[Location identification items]
********
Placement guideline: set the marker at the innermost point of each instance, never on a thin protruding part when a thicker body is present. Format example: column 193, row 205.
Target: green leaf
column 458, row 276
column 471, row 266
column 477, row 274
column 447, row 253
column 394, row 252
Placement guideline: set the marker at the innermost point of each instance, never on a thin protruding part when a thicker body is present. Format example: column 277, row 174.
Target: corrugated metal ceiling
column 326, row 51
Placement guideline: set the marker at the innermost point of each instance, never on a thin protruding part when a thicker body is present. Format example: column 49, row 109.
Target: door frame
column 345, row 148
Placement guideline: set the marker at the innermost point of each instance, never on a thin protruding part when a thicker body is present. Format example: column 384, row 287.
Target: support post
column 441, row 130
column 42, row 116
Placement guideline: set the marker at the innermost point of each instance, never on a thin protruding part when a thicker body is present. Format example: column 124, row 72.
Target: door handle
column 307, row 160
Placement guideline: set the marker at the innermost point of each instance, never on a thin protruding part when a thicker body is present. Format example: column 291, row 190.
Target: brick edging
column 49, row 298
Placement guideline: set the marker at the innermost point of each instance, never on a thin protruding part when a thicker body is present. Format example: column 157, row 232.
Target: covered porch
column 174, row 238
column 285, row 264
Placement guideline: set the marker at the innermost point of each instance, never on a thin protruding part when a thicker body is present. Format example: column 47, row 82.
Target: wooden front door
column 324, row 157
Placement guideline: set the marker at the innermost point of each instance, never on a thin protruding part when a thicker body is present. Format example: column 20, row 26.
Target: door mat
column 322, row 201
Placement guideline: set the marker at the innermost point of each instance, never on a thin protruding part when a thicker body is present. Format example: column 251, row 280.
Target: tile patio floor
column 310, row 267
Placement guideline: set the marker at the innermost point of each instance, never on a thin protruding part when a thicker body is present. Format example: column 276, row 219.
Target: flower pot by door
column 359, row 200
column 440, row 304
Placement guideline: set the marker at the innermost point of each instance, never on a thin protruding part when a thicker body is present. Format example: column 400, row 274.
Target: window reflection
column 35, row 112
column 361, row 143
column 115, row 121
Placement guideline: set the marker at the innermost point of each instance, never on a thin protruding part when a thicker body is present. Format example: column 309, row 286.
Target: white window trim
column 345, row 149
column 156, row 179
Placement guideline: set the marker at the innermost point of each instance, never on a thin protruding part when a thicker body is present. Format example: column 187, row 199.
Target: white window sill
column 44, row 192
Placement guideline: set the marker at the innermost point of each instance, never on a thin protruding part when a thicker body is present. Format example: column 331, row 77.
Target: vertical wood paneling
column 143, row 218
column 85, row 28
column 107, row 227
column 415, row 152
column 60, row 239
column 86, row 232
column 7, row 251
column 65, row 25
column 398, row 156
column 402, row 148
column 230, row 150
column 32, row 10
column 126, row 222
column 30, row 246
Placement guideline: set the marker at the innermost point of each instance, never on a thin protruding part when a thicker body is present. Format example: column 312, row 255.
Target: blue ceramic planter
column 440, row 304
********
What you will do
Rename "Target" to "Object" in the records from the line containing "331, row 77." through the end of the records, both ends included. Write out only those lines again, leaving everything else in them unchanged.

Full response
Placement guideline: set the marker at the innermost point of each instance, never on a thin protruding part when a thicker body is present. Format example: column 331, row 77.
Object: vertical wood paneling
column 143, row 218
column 85, row 28
column 107, row 227
column 415, row 152
column 60, row 239
column 86, row 232
column 7, row 251
column 65, row 25
column 398, row 156
column 402, row 148
column 230, row 150
column 32, row 10
column 126, row 222
column 30, row 246
Placement guideline: set the marker at the innermost point of each instance, never on a thin protruding part when a thicker body is present. Format example: column 312, row 255.
Object: blue ceramic planter
column 440, row 304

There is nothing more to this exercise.